By Elisabeth Witchel/CPJ Impunity Campaign Consultant
More than 40 media organizations worldwide are demanding urgent action by governments, the United Nations, and the industry to stop violence against journalists and end impunity in attacks on the press. They made their position known in a joint statement delivered today to the U.N. Educational, Scientific, and Cultural Organization (UNESCO).
The call for action comes ahead of the 2nd U.N. Inter Agency meeting on Safety of Journalists and the Issue of Impunity, to take place November 22-23, in Vienna. There, implementation of the U.N. Plan of Action on the Safety of Journalists and the Issue of Impunity will be debated by U.N. agency representatives, member states, and civil society. Participants will also mark the second International Day to End Impunity on November 23.
With attacks against journalists consistently at unacceptable levels and nearly always unprosecuted, the Plan of Action represents an immense opportunity for the international community to mobilize on behalf of those whose reporting on war, corruption, human rights, and other issues serves as a keystone to the U.N.'s work. The plan proposes measures for U.N. agencies to improve coordination and develop programs to protect journalists and combat impunity in cases of anti-press violence. It was drafted by UNESCO and approved by the U.N. Chief Executive Board this year, after some debate among countries including India, Brazil, and Pakistan.
Signatories to today's statement were briefed last week at a symposium at the BBC's new London headquarters, hosted by the Centre for Freedom of the Media and the BBC College of Journalism and organized in partnership with the World Association of Newspapers (WAN-IFRA), the International Press Institute, CPJ, and International News Safety Institute.
______________________________
*Request*.
Continue the passage on the media organizations' joint statement about journalist safety from the point where it stops.

*Stored data*.
______________________________
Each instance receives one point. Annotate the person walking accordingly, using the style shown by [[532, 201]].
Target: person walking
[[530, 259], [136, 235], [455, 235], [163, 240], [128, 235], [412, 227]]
______________________________
*Exercise output*.
Guy Berger, Director of Freedom of Expression and Media Development at UNESCO, called for active engagement by media outlets in the "potentially game-changing initiative" through reporting on attacks against journalists, making inquiries when a colleague is murdered, and monitoring the actions of governments and intergovernmental bodies.
Now, the challenge for UNESCO and other agencies is sustaining the commitment and following through on the plan's implementation; freedom of expression groups must ensure that follow-up by agencies, as well as by member states.
CPJ, which has consulted on development of the U.N. plan, participated in the symposium and endorses the London statement.
Read the full statement:
LONDON_STATEMENT_JOURNALIST_SAFETY.pdf (243 KB)
Committee to Protect Journalists
Index on Censorship
International Press Institute
World Association of Newspapers and News Publishers
African Editors Forum
Association of Commercial Television in Europe
BBC Global News
Blue Dot Safety Training
Brazilian Association of Investigative Journalism (ABRAJI)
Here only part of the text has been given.